**Problem details:** Since pictures do not belong in the copy, please repeat every record below exactly without them.

Data records:

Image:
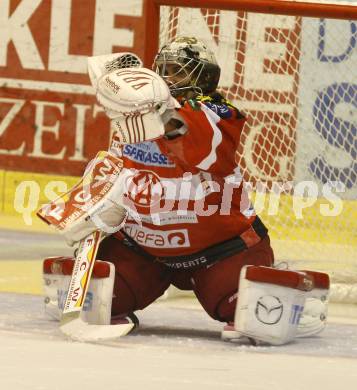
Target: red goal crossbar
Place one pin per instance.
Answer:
(278, 7)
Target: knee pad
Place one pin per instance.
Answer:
(124, 300)
(225, 309)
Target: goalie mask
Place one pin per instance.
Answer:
(187, 64)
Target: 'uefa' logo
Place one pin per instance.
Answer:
(269, 310)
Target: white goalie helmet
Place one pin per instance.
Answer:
(187, 64)
(135, 99)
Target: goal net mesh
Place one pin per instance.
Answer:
(294, 78)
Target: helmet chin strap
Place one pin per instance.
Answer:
(181, 91)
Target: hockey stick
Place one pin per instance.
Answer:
(71, 323)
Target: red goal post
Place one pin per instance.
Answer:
(290, 67)
(279, 7)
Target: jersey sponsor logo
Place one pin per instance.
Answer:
(147, 153)
(269, 310)
(157, 238)
(145, 188)
(168, 218)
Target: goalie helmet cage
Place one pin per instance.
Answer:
(290, 67)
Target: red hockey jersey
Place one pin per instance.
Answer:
(187, 191)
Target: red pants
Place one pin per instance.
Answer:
(139, 281)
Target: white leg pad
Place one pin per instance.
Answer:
(98, 303)
(270, 303)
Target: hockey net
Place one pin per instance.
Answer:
(294, 77)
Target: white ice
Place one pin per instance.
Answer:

**Result of this task:**
Image:
Target: red goal crossbar
Place one pin per instance.
Answer:
(278, 7)
Target: knee pad
Place one pin per instance.
Answer:
(124, 300)
(225, 309)
Target: goalie mask
Place one pin per instance.
Answer:
(187, 64)
Target: 'uefa' logo
Place one pin per instance.
Answer:
(269, 310)
Target: white goalie helmet
Place one pin per instance.
Answer:
(187, 64)
(135, 99)
Target: goal net mesh
Place one pin per instance.
Answer:
(294, 78)
Target: helmet chin strap
Place one pin per instance.
Answer:
(181, 91)
Target: hockey stick
Place one pin per instance.
Answer:
(71, 323)
Target: red goal post
Place one pin per instance.
Answer:
(290, 67)
(279, 7)
Target: jersey sponsor logo
Place one pin per instance.
Answer:
(147, 153)
(269, 310)
(157, 238)
(145, 188)
(168, 218)
Target: goalie helmet cage
Place one pin per instance.
Answer:
(290, 67)
Target: red hockey jersey
Place one pin per instance.
Answer:
(187, 191)
Target: red pants
Place one pin per instance.
Answer:
(139, 281)
Target: white leg pad
Place one pin per instance.
Answer:
(98, 303)
(270, 303)
Target: hockey net
Place one pin per instance.
Answer:
(294, 77)
Target: white ice
Place one pin per instance.
Answer:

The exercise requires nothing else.